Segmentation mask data
⁂

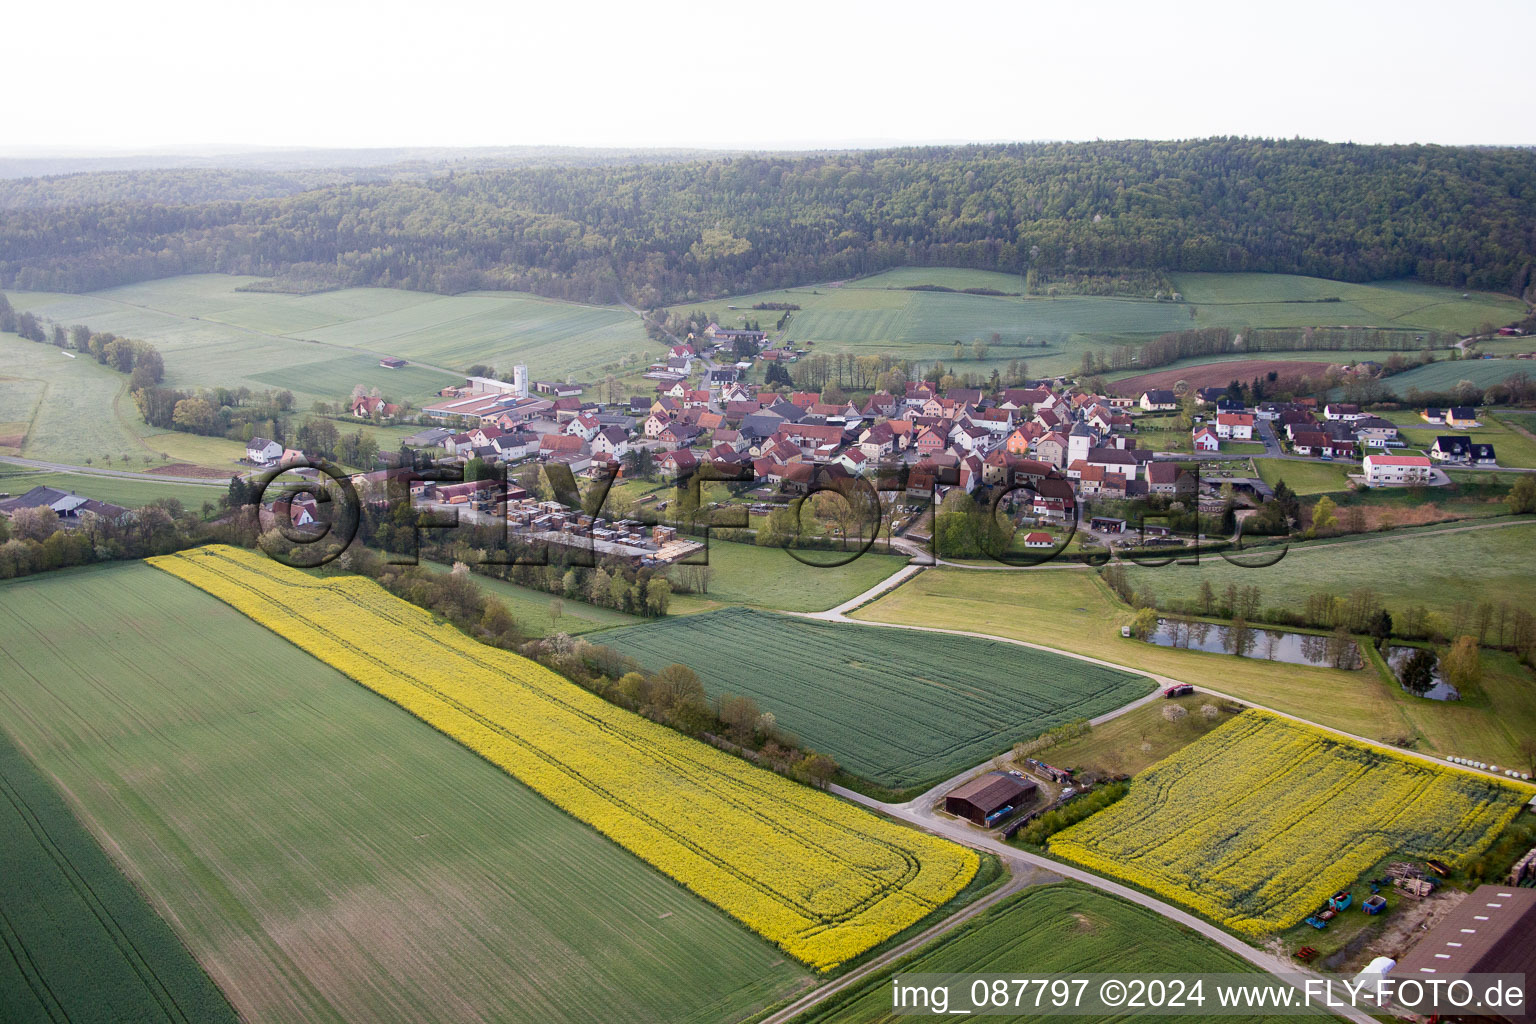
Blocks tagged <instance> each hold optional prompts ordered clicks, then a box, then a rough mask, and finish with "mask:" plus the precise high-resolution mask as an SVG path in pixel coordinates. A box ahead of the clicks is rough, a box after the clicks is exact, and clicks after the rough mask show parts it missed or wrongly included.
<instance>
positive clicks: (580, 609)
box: [421, 559, 645, 643]
mask: <svg viewBox="0 0 1536 1024" xmlns="http://www.w3.org/2000/svg"><path fill="white" fill-rule="evenodd" d="M421 563H422V565H425V567H427V568H429V570H432V571H433V573H447V571H449V567H447V565H442V563H441V562H429V560H425V559H424V560H422V562H421ZM470 579H472V580H475V585H476V586H479V588H481V591H484V593H485V594H487V596H488V597H496V599H498V600H501V602H502V603H505V605H507V611H510V613H511V617H513V619H516V620H518V628H519V629H522V633H525V634H528V636H539V637H547V636H550V634H551V633H568V634H570V636H581V634H582V633H591V631H593V629H610V628H613V626H631V625H634V623H637V622H645V620H644V619H641V617H639V616H631V614H627V613H622V611H614V609H613V608H604V606H601V605H590V603H587V602H584V600H564V599H558V597H556V596H554V594H550V593H545V591H542V590H533V588H531V586H521V585H519V583H511V582H507V580H499V579H496V577H493V576H481V574H479V573H475V574H472V576H470ZM556 600H559V609H561V611H559V616H556V614H554V611H553V605H554V602H556ZM598 642H599V643H602V640H598Z"/></svg>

⁂

Collect every line above that contains the word "clicks".

Blocks tagged <instance> each hold optional prompts ordered clicks, then a box, then a rough mask, and finish with "mask:" plus the precise high-resolution mask as an SVG path in pixel coordinates. A box ahead of the clicks is rough, a box after the clicks is exact, and clicks after the rough mask show parts it missed or wrongly included.
positive clicks: (580, 609)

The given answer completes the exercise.